## start RECORDS FOR PROCESSING

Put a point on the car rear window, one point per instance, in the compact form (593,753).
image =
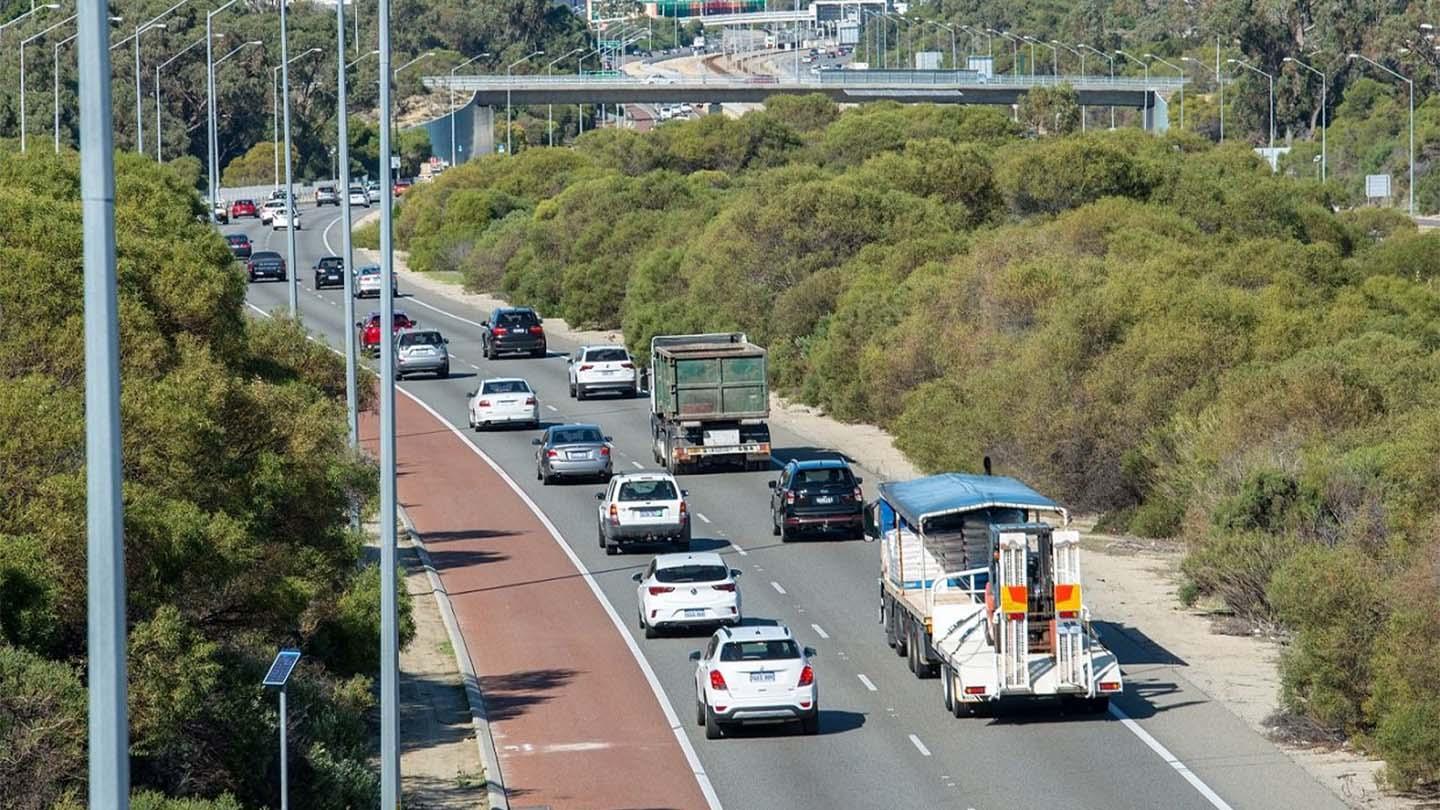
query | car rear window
(693,574)
(606,356)
(507,386)
(774,650)
(821,477)
(575,435)
(648,490)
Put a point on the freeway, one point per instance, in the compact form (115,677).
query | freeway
(884,740)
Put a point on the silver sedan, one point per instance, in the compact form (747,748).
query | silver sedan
(572,451)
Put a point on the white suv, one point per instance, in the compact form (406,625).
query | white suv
(602,368)
(686,590)
(642,508)
(755,675)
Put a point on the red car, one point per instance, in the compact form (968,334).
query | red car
(370,330)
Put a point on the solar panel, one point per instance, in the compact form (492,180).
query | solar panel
(281,668)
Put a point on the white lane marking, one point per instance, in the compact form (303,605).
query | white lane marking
(1170,758)
(697,770)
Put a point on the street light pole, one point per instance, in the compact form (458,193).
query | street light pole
(1325,126)
(1352,56)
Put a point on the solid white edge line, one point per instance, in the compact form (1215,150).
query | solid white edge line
(697,770)
(1170,758)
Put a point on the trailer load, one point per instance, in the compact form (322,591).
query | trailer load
(981,587)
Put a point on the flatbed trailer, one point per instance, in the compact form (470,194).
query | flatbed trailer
(979,587)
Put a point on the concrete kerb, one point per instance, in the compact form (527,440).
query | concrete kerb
(480,719)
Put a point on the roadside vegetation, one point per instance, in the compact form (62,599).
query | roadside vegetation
(238,482)
(1149,327)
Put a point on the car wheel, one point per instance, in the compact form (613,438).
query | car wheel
(713,730)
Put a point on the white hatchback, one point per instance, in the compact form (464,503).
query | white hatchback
(686,590)
(755,675)
(503,401)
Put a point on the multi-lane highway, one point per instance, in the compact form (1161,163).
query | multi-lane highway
(884,740)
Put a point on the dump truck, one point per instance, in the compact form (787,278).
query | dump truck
(709,401)
(979,585)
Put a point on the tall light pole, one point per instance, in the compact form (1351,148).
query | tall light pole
(454,154)
(1352,56)
(1178,69)
(108,777)
(549,113)
(1110,59)
(1249,67)
(509,78)
(209,92)
(23,42)
(1325,124)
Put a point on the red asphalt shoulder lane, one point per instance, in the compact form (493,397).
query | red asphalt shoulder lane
(572,714)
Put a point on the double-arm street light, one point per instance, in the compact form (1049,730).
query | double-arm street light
(1352,56)
(1325,124)
(1270,78)
(509,68)
(454,157)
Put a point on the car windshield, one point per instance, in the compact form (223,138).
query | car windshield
(421,339)
(821,477)
(693,574)
(606,356)
(506,386)
(774,650)
(576,435)
(648,490)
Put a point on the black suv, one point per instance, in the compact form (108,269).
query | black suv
(821,495)
(513,330)
(330,271)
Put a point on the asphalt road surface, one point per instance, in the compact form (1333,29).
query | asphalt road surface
(886,740)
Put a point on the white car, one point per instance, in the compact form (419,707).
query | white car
(642,508)
(503,401)
(686,590)
(282,218)
(595,369)
(755,675)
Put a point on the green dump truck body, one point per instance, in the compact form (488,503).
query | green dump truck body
(706,378)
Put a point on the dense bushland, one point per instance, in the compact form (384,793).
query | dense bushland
(1157,329)
(238,482)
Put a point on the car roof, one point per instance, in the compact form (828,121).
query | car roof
(684,558)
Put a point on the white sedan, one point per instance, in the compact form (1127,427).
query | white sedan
(755,675)
(686,590)
(503,401)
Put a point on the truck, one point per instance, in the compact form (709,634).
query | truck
(979,585)
(709,401)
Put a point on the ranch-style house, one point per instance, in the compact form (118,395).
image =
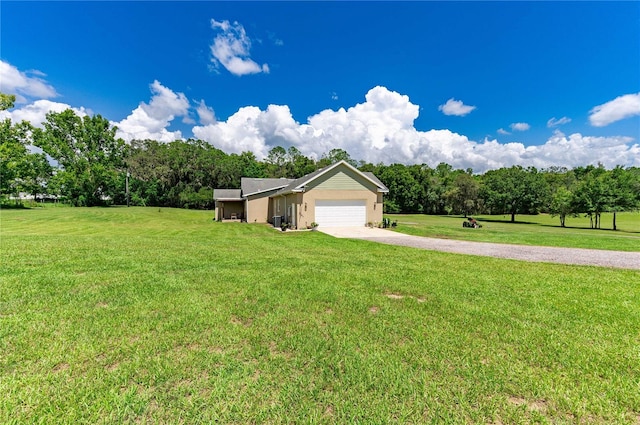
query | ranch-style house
(335,196)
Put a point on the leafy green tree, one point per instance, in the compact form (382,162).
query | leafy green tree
(463,194)
(404,191)
(335,155)
(623,191)
(593,193)
(514,191)
(298,165)
(562,204)
(88,153)
(276,161)
(13,154)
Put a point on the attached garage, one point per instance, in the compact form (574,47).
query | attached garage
(341,213)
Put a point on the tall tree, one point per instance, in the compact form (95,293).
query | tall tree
(593,193)
(514,190)
(88,153)
(623,195)
(463,196)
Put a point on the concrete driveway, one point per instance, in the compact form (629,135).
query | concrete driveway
(576,256)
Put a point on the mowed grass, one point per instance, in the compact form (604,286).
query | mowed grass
(143,315)
(540,229)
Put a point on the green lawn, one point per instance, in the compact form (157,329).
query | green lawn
(529,230)
(143,315)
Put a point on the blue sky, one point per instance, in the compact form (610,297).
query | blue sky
(473,84)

## end RECORDS FOR PROCESSING

● **WORK TO COMPLETE**
Return, unchanged, everything from the line containing "Put a point on the concrete driveway, one" down to the final line above.

● **RESULT**
Put a point on the concrete driveway, one point per instance, in the compact form (629,135).
query | concrete driveway
(576,256)
Put a point on the mowed grass, one point per instance, in the compact form (604,286).
query | mowed grass
(143,315)
(540,229)
Put a point on the green lawn, one point per instance, in the compact form (157,329).
query | green lawn
(529,230)
(143,315)
Put a point on the blue sky, one point per instance, in the compact form (610,297).
query | blue sky
(473,84)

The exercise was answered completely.